→ Given instruction:
Count how many lines in the data below contain the string "officer", treating uppercase and lowercase letters as different, and reply with the number alone.

→ Given information:
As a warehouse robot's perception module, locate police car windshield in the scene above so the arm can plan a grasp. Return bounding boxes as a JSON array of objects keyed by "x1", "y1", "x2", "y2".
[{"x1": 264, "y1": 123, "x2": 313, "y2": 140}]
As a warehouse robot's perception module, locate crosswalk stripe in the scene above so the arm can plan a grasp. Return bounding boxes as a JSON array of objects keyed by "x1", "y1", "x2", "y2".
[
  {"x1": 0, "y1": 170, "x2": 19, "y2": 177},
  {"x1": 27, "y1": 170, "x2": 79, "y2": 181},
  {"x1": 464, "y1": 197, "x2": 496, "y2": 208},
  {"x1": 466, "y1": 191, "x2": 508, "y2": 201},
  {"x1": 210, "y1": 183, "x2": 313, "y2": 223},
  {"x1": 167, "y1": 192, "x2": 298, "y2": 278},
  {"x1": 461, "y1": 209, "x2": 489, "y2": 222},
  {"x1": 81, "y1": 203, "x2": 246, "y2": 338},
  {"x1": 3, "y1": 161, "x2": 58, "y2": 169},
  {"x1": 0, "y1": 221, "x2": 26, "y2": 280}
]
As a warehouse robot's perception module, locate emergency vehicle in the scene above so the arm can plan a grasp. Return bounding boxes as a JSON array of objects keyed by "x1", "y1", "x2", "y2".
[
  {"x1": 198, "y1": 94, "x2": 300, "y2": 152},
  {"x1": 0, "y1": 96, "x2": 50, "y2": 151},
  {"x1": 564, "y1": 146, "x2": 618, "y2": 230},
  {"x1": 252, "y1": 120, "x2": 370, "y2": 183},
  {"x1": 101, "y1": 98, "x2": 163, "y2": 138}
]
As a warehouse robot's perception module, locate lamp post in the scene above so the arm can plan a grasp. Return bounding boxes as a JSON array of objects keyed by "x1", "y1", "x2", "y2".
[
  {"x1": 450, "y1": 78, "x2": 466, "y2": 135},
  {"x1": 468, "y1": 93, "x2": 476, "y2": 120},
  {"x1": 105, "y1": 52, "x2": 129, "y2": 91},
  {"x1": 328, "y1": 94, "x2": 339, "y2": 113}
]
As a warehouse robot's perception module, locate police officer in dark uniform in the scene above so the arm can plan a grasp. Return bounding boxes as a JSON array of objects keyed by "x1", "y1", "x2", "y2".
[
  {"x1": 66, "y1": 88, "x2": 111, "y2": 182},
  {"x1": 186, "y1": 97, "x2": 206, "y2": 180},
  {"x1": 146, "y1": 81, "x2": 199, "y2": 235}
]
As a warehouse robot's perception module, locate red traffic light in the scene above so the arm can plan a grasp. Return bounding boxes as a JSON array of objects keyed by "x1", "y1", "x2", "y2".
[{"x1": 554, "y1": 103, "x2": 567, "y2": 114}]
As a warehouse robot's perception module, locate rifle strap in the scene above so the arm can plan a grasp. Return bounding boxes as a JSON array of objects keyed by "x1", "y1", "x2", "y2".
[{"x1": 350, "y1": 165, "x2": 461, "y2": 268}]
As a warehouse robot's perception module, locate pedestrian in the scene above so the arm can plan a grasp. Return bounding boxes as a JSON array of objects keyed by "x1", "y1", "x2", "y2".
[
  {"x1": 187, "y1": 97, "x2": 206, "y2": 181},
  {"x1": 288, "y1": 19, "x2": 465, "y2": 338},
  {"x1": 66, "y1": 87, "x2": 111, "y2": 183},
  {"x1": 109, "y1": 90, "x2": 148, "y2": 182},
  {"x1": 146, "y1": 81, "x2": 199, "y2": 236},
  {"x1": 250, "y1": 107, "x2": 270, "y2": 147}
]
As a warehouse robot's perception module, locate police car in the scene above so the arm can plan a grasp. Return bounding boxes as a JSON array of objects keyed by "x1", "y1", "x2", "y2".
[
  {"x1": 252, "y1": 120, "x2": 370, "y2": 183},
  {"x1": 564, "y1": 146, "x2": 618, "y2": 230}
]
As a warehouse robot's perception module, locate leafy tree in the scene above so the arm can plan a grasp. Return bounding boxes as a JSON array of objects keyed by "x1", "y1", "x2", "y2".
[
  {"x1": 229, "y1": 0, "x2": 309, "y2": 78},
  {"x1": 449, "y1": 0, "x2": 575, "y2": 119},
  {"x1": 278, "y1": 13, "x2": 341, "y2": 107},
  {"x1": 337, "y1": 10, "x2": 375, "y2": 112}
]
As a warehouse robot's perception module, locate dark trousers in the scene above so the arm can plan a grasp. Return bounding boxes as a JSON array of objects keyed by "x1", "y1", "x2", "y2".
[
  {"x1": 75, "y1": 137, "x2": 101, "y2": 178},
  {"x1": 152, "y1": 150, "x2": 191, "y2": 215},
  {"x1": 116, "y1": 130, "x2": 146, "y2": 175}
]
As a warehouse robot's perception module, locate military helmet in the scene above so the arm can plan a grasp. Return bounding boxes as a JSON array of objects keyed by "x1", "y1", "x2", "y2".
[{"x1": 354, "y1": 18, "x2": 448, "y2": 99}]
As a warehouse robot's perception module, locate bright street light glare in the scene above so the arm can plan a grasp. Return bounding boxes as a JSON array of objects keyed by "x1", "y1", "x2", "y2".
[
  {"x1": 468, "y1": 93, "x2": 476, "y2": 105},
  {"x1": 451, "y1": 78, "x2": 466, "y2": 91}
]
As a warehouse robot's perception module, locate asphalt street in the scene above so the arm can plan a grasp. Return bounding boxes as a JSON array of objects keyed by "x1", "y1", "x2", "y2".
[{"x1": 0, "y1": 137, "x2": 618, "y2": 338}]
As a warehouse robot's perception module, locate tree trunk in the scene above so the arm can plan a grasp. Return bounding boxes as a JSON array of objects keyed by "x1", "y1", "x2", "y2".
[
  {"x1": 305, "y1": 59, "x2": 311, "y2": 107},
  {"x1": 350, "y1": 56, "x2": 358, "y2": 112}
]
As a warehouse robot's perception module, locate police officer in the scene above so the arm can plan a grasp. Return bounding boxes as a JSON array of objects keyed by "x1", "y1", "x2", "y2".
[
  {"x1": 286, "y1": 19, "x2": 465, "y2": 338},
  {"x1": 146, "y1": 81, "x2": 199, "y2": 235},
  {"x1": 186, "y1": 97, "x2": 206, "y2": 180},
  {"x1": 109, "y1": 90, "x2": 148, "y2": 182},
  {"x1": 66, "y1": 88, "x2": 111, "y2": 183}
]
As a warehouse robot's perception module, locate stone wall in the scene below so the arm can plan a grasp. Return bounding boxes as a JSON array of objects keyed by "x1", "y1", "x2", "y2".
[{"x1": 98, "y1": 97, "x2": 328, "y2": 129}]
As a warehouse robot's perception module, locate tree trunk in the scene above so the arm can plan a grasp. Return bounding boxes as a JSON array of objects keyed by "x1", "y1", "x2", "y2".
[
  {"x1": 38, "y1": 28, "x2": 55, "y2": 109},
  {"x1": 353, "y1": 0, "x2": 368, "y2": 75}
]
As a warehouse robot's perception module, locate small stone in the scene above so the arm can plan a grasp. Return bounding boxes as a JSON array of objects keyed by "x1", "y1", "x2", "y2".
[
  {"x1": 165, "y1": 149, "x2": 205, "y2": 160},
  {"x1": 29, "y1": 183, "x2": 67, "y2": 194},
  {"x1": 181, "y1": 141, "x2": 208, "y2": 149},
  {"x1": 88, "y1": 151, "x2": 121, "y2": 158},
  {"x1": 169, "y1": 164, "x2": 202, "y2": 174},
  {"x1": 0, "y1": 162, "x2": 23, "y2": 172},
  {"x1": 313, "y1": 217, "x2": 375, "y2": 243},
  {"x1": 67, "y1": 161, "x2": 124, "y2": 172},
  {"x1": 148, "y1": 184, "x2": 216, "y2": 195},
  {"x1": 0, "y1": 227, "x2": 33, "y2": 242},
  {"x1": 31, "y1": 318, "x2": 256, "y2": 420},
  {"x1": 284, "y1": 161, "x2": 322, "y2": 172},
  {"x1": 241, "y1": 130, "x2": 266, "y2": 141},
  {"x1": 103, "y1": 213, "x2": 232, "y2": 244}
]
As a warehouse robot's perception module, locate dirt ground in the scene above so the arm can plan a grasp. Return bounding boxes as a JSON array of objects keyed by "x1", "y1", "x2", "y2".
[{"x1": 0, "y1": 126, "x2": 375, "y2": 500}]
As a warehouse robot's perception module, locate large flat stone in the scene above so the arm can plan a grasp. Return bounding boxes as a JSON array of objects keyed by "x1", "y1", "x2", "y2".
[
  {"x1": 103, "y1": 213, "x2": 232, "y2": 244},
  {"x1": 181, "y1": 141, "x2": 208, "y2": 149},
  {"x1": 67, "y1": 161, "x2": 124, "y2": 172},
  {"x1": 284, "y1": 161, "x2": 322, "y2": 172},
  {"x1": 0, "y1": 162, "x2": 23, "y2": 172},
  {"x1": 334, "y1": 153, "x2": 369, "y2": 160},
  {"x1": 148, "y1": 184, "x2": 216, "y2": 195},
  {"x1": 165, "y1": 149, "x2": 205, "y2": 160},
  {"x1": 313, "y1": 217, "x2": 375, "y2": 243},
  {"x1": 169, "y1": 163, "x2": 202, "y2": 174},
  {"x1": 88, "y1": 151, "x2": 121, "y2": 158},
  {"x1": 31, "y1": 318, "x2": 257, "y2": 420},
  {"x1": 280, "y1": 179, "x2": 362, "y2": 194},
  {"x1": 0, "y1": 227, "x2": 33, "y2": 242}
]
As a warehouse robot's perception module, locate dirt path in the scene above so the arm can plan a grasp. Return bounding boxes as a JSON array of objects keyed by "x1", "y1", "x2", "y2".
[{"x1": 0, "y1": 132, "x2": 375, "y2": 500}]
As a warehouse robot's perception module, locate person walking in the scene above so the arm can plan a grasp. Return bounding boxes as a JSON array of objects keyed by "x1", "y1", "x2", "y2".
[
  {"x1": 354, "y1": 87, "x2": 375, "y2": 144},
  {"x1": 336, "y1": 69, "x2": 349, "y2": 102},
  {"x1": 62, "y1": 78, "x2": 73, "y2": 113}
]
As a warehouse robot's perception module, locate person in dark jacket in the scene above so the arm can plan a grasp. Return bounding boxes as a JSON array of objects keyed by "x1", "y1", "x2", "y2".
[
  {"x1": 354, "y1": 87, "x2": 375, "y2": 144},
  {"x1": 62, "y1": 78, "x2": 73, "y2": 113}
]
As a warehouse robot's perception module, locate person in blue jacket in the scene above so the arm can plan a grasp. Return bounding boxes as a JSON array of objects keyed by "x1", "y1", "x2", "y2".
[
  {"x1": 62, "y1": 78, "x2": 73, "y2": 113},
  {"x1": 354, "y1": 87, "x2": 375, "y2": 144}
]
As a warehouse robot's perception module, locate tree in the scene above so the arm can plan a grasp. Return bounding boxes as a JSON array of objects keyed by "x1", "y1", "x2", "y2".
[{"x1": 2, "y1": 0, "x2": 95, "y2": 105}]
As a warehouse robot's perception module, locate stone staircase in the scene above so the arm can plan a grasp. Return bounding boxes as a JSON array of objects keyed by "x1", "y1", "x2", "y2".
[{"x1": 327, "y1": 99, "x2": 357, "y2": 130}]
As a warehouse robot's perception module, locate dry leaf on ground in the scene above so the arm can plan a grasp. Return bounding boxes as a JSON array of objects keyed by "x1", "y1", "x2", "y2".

→ Full answer:
2